--- AIM ---
Give the entries below as a two-column CSV with the header columns request and points, one row per entry. Put each entry's request text and its answer in their own quoted fields, and replace any line breaks with spaces.

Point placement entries

================================

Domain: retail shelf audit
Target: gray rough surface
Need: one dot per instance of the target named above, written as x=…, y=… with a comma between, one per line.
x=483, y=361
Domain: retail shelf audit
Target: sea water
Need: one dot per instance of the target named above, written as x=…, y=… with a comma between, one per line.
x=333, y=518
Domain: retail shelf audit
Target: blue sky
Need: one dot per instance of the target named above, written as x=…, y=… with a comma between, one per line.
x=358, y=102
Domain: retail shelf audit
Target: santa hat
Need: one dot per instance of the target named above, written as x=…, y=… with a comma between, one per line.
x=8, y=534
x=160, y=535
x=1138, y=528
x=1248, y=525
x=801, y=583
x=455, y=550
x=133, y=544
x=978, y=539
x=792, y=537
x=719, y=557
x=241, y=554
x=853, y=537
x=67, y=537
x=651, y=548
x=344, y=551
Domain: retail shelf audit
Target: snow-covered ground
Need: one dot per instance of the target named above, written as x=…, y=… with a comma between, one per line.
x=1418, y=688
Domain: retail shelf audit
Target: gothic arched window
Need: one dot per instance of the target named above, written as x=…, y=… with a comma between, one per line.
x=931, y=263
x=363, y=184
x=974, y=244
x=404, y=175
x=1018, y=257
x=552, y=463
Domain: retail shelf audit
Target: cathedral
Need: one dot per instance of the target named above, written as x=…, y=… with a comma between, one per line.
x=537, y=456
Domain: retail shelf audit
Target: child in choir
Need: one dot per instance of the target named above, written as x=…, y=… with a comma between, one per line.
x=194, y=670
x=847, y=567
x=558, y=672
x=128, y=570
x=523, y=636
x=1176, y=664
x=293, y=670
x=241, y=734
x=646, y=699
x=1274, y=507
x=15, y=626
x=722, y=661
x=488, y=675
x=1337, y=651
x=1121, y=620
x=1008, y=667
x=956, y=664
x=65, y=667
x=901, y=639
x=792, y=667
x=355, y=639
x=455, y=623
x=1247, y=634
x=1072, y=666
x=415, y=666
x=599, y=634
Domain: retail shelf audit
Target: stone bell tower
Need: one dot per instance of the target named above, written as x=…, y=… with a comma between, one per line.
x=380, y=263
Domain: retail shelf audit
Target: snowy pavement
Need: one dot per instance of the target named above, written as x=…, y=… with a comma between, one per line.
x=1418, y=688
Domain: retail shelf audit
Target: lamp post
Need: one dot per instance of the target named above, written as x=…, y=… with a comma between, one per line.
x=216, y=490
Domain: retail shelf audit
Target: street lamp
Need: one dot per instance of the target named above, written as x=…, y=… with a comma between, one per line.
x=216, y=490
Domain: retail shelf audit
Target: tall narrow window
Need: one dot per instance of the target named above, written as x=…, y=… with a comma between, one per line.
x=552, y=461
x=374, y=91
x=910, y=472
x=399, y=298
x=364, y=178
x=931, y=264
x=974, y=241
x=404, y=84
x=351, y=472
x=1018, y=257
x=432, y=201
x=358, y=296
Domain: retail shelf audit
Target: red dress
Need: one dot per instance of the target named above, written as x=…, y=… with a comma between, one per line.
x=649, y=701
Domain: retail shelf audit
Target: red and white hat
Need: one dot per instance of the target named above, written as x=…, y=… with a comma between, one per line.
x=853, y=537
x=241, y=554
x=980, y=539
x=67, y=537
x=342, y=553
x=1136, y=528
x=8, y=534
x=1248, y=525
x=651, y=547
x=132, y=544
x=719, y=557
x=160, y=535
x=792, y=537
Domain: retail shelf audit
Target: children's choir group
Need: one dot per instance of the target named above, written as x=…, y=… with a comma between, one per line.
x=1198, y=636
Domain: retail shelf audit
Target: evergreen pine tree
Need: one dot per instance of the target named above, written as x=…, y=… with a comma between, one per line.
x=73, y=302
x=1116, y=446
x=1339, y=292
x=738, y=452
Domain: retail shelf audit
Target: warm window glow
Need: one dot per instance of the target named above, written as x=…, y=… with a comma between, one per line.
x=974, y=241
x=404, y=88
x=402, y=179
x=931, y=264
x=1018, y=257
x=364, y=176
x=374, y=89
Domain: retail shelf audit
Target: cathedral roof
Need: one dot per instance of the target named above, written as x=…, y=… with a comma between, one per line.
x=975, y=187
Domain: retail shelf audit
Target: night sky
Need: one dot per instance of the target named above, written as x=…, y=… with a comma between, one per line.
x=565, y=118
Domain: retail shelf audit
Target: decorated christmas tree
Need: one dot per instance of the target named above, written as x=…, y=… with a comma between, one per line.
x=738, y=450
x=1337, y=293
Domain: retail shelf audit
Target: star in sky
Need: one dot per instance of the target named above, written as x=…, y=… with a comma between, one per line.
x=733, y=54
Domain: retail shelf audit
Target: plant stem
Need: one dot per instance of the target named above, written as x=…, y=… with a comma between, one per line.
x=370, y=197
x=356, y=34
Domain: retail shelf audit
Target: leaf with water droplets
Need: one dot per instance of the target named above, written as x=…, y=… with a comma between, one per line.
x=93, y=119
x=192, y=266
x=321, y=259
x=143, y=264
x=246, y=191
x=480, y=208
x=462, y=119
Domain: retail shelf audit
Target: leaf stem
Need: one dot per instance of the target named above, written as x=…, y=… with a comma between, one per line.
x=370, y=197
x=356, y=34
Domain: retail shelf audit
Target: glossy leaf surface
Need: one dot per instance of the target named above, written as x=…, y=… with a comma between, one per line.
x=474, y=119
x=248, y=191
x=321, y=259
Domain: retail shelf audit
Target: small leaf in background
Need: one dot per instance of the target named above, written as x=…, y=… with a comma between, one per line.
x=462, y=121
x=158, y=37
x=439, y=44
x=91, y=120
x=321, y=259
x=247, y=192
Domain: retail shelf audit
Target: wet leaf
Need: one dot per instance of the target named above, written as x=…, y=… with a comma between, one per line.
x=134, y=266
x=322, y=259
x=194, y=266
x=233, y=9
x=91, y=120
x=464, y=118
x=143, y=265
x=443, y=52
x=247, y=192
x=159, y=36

================================

--- THE COMPLETED TASK ---
request,points
"Domain: retail shelf audit Target: gray rough surface Need: one dot per instance of the target named above, written as x=…, y=… with a comma between, one per line.","x=483, y=361"
"Domain: retail shelf audit Target: sea water Need: one dot per instance of the target named above, written as x=…, y=… with a comma between, one per line.","x=333, y=518"
"Domain: retail shelf audit Target: blue sky Need: one dot per instance of the target named above, written as x=…, y=… with a comma between, one per line.","x=358, y=102"
"Domain: retail shelf audit Target: santa hat Need: one dot per instance of the target named above, written as x=…, y=… with a comma between, one per line.","x=8, y=534 x=160, y=535 x=1138, y=528 x=1248, y=525 x=801, y=583 x=455, y=550 x=133, y=544 x=978, y=539 x=792, y=537 x=719, y=557 x=241, y=554 x=853, y=537 x=67, y=537 x=651, y=548 x=344, y=551"
"Domain: retail shelf audit Target: snow-covered ground Need: one dot per instance of the target named above, written as x=…, y=… with a comma between, one per line.","x=1418, y=688"
"Domain: retail shelf audit Target: gothic arched window Need: one dot per instance of the target named above, written as x=…, y=… with a comma between, one per line.","x=931, y=263 x=363, y=184 x=974, y=244 x=404, y=175 x=1018, y=257 x=552, y=463"
"Domain: retail shelf audit Target: cathedral Need: one dot per instance of the target named above, written as x=…, y=… with a comma between, one per line.","x=537, y=456"
"Domain: retail shelf audit Target: child in choir Need: one dot per instance of the target named above, written as x=…, y=… with a comma between, one per line.","x=194, y=670 x=847, y=567 x=558, y=672 x=128, y=570 x=523, y=636 x=1176, y=664 x=293, y=670 x=241, y=734 x=646, y=699 x=1274, y=507 x=15, y=626 x=722, y=661 x=488, y=675 x=1337, y=651 x=1121, y=620 x=1008, y=667 x=956, y=664 x=65, y=667 x=901, y=639 x=792, y=667 x=355, y=639 x=455, y=623 x=1247, y=634 x=1072, y=666 x=415, y=666 x=599, y=634"
"Domain: retail shelf audit Target: stone bell tower Need: one dot per instance of the target named above, written as x=…, y=… with a comma between, one per line.","x=380, y=263"
"Domain: retail shelf audit Target: snowy pavement Need: one dot per instance of the target named above, written as x=…, y=… with a comma between, one per line.","x=1418, y=688"
"Domain: retail shelf audit Target: lamp post Need: one dot per instance of the target named above, written as x=…, y=… with a comma between, one per line.","x=216, y=490"
"Domain: retail shelf audit Target: street lamp Need: one dot per instance of the target named above, written as x=…, y=… with a comma between, one per line.","x=216, y=490"
"Domain: retail shelf audit Target: tall narrow window Need: one dot per instance of the target named above, written as x=…, y=… with a comma between, one per line.","x=552, y=461 x=374, y=91 x=910, y=472 x=399, y=298 x=364, y=178 x=931, y=264 x=974, y=241 x=404, y=84 x=351, y=472 x=1018, y=257 x=432, y=201 x=358, y=296"
"Domain: retail shelf audit Target: red dress Need: one dot per instance of the target named above, written as x=…, y=… with a comma between, one per line.","x=649, y=701"
"Domain: retail shelf audit Target: red and white hat Need: one dot per instance of the target named above, written as x=…, y=… with a comma between, one per line.","x=853, y=537 x=241, y=554 x=980, y=539 x=67, y=537 x=342, y=553 x=1136, y=528 x=8, y=534 x=1248, y=525 x=651, y=547 x=132, y=544 x=719, y=557 x=160, y=535 x=792, y=537"
"Domain: retail shelf audit Target: children's choir group Need: one dot per instance of the target named above, written as x=…, y=… with a comma between, one per line.","x=1198, y=636"
"Domain: retail shelf audit Target: evergreen pine tree Need: one dot per instance of the target named above, written as x=…, y=… with a comma between, one per line.","x=73, y=302 x=1116, y=446 x=1339, y=292 x=738, y=452"
"Domain: retail shelf audit Target: warm window glow Need: one dot per instance of the target named above, written as x=…, y=… with a comma between, one per line.","x=974, y=241 x=404, y=88 x=402, y=179 x=931, y=264 x=1018, y=257 x=364, y=176 x=374, y=89"
"Domain: retail shelf audit Target: cathedral roof Need: one dot per instance of the target named above, written as x=…, y=… with a comma between, one per line.","x=975, y=187"
"Domain: retail shelf audit Target: night sky Need: one dot per instance of the target named above, written as x=…, y=… with a comma between, one per line.","x=565, y=118"
"Domain: retail shelf audit Target: decorated christmas tree Need: one dot per instance of the target named above, written as x=…, y=… with a comma between, one per line.","x=738, y=450 x=1337, y=293"
"Domain: retail shelf audit Target: star in sky Need: one dot per instance of the target named above, written as x=…, y=… with a comma between, one per line.","x=733, y=54"
"Domain: retail shelf audit Target: plant stem Need: one dot per instance of the target named above, written as x=…, y=… with a comma between, one per line.","x=370, y=197 x=356, y=34"
"Domain: retail shelf audit Target: leaf with water droplets Need: one dot per instance of the target named above, written as x=…, y=… with a comma between, one per line.","x=93, y=119 x=192, y=266 x=321, y=259 x=143, y=264 x=246, y=191 x=480, y=208 x=462, y=119"
"Domain: retail shelf audit Target: leaf stem Need: one dot per instance of the target named above, written as x=…, y=… with a comma between, one per line.","x=370, y=197 x=356, y=34"
"Domain: retail shelf audit Target: glossy leaf surface Need: one dot per instance of the target named above, written as x=…, y=… with a comma between, one per line.","x=474, y=119 x=248, y=191 x=321, y=259"
"Domain: retail shelf audit Target: small leaf in background Need: one dot per instance of the target named above, written as x=…, y=… with a comma between, one per line.","x=462, y=121 x=158, y=37 x=439, y=44 x=91, y=120 x=321, y=259 x=247, y=192"
"Domain: retail shelf audit Target: wet leaf Need: one dot per instance of the target named above, written as x=…, y=… with a comma between, one per line.","x=134, y=266 x=322, y=259 x=194, y=266 x=233, y=9 x=91, y=120 x=464, y=118 x=143, y=265 x=443, y=52 x=247, y=192 x=159, y=36"